* Text excerpt *
+ + + + + + +

Can someone help me figure out how the lottery gets its numbers?

[xiphias]

So, the Mega Millions jackpot is up to 540 million dollars, and might be raised to 600 million dollars, or, to put it another way, about what's in Mitt Romney's couch cushions.

So, naturally, I've been doing the calculations to see if it's worth playing.

Here's how the game works.

You've got a panel of numbers up top, from 1 to 56, from which you choose 5. Then you've got a panel of numbers on the bottom, from 1 to 46, from which you choose 1. Match them all, win whatever the jackpot is -- it starts from 12 million dollars, and goes up from there, right now being above half a billion dollars.

It seems to me that the odds of winning are therefore 1 in 56*55*54*53*52*46, which is 1 in 21,085,384,320. But the Mega Millions websites all claim that the odds are 1 in 175,711,536, which is exactly 120 times as good.

What are we doing differently? Where are they getting that 120-times improvement in the odds, and which one of us is right?

Edited to add: In any case, if the numbers the lottery web pages give are right, and I've done my math correctly to include all the non-jackpot prizes, the break-even point at which it's worth playing is when the jackpot hits $155,002,177. Not counting taxes, or the odds of more than one person hitting the same number as you, which would leave you splitting the jackpot.

+ + + + + + +

* Working data *

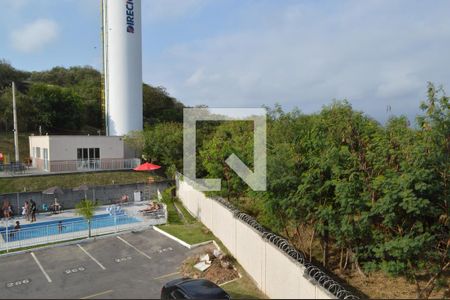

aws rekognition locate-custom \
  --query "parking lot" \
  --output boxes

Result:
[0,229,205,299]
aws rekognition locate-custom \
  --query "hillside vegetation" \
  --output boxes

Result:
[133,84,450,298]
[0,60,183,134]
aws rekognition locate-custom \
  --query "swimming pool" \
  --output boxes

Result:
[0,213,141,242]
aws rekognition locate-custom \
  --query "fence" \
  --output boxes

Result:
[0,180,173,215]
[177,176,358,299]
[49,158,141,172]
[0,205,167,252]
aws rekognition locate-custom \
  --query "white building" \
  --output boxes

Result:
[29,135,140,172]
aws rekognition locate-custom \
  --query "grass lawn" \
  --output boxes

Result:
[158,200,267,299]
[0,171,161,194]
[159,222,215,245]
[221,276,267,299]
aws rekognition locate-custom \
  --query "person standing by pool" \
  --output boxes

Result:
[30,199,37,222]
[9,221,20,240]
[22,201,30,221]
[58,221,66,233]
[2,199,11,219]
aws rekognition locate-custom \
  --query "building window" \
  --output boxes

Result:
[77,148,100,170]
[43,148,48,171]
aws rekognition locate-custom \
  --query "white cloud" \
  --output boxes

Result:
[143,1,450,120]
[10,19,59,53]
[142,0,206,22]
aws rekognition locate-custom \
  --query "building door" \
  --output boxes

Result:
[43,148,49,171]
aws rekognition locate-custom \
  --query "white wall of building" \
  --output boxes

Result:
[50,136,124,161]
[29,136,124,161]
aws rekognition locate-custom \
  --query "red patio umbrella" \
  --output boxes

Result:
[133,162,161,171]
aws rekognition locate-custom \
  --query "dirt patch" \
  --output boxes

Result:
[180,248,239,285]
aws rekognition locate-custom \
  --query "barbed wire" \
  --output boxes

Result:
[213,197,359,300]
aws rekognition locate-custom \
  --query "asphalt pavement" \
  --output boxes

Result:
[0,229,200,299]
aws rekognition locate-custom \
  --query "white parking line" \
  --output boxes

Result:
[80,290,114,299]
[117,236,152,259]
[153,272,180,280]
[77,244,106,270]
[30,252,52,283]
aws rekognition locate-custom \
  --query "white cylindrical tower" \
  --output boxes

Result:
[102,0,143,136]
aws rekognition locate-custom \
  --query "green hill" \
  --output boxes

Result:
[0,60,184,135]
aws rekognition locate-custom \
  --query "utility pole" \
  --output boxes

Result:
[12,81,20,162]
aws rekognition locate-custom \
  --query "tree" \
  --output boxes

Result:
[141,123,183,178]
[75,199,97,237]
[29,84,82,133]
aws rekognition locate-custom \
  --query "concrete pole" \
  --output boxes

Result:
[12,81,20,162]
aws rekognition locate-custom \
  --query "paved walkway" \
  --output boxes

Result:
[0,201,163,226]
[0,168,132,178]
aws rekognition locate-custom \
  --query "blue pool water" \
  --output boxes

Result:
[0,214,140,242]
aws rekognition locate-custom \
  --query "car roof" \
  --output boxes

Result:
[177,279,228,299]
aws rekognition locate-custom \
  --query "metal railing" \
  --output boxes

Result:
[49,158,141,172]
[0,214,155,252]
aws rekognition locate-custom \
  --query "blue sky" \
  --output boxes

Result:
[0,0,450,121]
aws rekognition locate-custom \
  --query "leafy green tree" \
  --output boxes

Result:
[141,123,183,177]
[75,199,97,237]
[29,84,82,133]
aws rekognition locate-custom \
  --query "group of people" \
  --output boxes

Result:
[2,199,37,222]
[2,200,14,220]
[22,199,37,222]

+ + + + + + +

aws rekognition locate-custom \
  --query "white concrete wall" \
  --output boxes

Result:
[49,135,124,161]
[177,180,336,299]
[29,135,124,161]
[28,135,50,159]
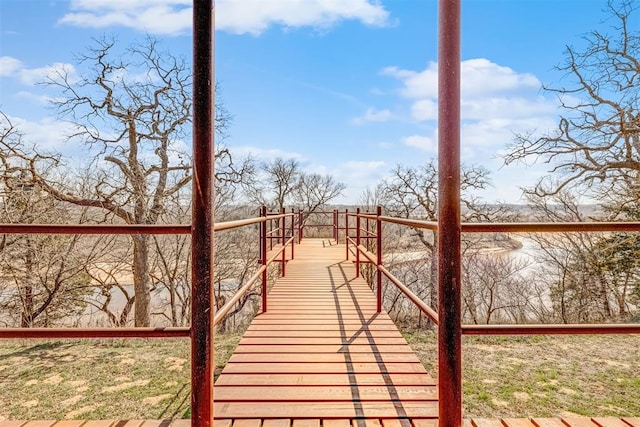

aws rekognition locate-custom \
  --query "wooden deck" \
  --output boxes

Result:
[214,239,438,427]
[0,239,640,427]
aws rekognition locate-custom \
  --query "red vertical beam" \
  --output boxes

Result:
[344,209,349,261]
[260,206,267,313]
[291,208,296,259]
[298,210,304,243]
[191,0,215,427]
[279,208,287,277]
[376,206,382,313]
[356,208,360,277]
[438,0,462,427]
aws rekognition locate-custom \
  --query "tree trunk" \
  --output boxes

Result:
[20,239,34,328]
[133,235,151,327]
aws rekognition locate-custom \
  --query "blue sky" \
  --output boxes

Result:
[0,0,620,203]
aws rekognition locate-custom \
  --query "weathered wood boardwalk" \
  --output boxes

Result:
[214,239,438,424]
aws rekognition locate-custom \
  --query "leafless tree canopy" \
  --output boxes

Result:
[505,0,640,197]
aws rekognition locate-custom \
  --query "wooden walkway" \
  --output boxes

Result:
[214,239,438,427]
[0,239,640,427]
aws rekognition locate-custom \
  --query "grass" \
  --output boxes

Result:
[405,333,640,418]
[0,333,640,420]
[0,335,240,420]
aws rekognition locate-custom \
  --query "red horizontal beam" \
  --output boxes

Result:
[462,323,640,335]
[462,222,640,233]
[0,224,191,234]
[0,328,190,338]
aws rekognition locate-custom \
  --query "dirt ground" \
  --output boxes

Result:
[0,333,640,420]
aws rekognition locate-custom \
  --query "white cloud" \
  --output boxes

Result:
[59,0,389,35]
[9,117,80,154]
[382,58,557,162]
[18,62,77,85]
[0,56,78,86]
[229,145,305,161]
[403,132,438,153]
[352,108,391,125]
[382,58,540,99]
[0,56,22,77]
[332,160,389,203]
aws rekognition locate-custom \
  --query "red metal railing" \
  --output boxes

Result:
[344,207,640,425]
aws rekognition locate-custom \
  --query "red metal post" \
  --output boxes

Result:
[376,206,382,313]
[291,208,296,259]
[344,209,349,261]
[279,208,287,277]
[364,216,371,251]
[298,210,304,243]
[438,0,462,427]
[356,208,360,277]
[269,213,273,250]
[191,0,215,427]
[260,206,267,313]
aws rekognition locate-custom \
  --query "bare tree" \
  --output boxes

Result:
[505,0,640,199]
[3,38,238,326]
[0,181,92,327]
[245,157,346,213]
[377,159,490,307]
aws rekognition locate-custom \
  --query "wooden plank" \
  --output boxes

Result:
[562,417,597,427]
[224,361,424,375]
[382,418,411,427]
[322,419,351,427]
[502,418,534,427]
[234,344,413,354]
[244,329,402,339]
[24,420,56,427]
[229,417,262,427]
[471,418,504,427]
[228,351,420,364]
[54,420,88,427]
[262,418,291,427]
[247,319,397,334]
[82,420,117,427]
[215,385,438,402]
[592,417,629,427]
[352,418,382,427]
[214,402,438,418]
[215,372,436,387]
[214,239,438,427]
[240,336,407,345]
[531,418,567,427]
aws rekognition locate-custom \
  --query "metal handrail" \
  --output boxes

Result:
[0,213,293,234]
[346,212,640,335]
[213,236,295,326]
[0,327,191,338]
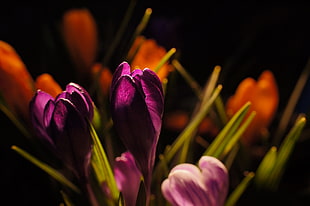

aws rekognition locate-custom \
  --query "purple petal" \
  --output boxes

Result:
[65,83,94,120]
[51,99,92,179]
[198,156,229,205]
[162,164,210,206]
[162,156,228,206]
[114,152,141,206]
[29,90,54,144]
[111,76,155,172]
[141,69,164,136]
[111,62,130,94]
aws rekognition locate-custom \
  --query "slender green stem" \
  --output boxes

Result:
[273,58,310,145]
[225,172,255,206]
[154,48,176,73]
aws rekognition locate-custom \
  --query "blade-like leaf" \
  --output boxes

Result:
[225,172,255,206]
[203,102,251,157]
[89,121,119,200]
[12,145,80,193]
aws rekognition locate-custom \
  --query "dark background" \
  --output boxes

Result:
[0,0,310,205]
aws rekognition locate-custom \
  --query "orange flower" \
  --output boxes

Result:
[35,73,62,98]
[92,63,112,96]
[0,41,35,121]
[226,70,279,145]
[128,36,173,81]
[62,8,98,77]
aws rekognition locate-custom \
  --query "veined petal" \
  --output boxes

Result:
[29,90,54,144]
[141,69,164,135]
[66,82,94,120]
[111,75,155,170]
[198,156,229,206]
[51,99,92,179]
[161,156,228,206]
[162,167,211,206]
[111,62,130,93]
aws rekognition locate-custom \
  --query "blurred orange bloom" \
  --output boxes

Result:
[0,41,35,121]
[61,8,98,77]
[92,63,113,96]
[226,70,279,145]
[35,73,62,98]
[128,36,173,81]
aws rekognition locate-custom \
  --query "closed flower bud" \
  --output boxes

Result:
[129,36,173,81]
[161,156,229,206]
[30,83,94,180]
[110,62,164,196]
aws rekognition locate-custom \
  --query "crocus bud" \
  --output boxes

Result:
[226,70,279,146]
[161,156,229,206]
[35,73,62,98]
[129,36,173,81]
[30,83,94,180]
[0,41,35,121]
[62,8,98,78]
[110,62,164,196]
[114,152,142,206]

+ + + + + + +

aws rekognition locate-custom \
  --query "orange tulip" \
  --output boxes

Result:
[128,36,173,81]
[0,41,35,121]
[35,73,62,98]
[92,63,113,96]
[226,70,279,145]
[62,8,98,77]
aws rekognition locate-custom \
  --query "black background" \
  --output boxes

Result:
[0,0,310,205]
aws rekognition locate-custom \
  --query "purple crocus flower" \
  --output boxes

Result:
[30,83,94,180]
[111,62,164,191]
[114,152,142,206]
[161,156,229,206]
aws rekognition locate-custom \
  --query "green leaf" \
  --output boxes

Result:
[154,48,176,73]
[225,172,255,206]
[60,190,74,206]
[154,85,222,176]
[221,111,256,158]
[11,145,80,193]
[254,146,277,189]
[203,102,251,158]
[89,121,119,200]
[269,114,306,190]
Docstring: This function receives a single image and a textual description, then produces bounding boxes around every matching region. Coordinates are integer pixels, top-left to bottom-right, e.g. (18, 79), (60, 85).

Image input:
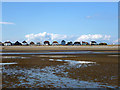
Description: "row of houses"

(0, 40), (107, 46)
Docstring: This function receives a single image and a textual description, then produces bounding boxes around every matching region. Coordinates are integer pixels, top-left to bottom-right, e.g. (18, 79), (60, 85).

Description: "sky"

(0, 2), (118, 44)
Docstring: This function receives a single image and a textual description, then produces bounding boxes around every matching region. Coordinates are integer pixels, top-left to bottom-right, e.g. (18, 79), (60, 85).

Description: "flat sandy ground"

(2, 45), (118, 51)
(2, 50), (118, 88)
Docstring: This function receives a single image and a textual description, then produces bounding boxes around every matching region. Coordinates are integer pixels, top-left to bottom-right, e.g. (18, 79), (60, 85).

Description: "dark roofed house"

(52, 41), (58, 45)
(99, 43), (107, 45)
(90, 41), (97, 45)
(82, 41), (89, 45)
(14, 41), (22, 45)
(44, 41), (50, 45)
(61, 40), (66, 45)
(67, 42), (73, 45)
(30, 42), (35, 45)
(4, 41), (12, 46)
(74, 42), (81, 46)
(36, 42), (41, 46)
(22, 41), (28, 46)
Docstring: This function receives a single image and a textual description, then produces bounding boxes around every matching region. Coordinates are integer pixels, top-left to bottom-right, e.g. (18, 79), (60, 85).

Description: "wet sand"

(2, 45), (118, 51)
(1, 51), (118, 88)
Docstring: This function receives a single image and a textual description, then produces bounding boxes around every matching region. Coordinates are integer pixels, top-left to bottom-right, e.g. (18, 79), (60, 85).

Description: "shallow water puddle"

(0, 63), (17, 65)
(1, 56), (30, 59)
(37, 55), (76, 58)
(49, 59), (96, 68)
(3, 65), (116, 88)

+ + + + + + +

* Problems to work on *
1. Write out the whole lottery odds post, word for word.
2. Show every line of the entries above that contains the string "background", counting only matches in the same case.

* Replies *
1.
Can someone help me figure out how the lottery gets its numbers?

[xiphias]

So, the Mega Millions jackpot is up to 540 million dollars, and might be raised to 600 million dollars, or, to put it another way, about what's in Mitt Romney's couch cushions.

So, naturally, I've been doing the calculations to see if it's worth playing.

Here's how the game works.

You've got a panel of numbers up top, from 1 to 56, from which you choose 5. Then you've got a panel of numbers on the bottom, from 1 to 46, from which you choose 1. Match them all, win whatever the jackpot is -- it starts from 12 million dollars, and goes up from there, right now being above half a billion dollars.

It seems to me that the odds of winning are therefore 1 in 56*55*54*53*52*46, which is 1 in 21,085,384,320. But the Mega Millions websites all claim that the odds are 1 in 175,711,536, which is exactly 120 times as good.

What are we doing differently? Where are they getting that 120-times improvement in the odds, and which one of us is right?

Edited to add: In any case, if the numbers the lottery web pages give are right, and I've done my math correctly to include all the non-jackpot prizes, the break-even point at which it's worth playing is when the jackpot hits $155,002,177. Not counting taxes, or the odds of more than one person hitting the same number as you, which would leave you splitting the jackpot.

2.
  --query "dark background" \
  --query "black background" \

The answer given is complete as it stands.